Please write out the records below verbatim, omitting the pictures.

**LISTED ENTRIES**.
## START

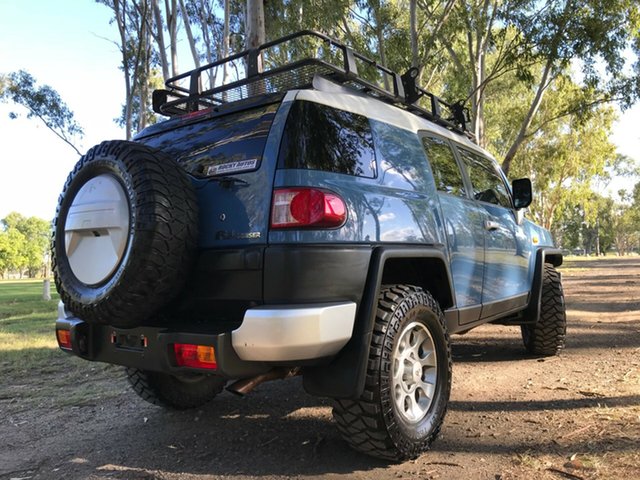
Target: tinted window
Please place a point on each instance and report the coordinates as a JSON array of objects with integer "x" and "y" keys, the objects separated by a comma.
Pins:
[
  {"x": 400, "y": 158},
  {"x": 488, "y": 185},
  {"x": 446, "y": 172},
  {"x": 318, "y": 137}
]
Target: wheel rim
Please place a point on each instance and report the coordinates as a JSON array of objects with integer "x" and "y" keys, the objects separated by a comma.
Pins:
[
  {"x": 97, "y": 229},
  {"x": 414, "y": 372}
]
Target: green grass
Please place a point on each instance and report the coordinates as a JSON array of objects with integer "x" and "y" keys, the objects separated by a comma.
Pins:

## END

**RESPONSE TO THIS TASK**.
Target: tinted window
Please place a point on each instance and report the coordinates as a JSON array of objects with integer "x" and "y" keys, the objects separated by a comma.
Pins:
[
  {"x": 400, "y": 158},
  {"x": 488, "y": 185},
  {"x": 446, "y": 172},
  {"x": 318, "y": 137}
]
Target: wheel rim
Please place a point on each instance and report the coordinates as a JSON array of objects with integer "x" and "y" keys, the objects separated by a comma.
Pins:
[
  {"x": 97, "y": 229},
  {"x": 414, "y": 372}
]
Target: green grass
Please place a point on each instance and report the coordinates as a JSON array of objects with integer "x" and "y" keys, the objects separated by a comma.
Pins:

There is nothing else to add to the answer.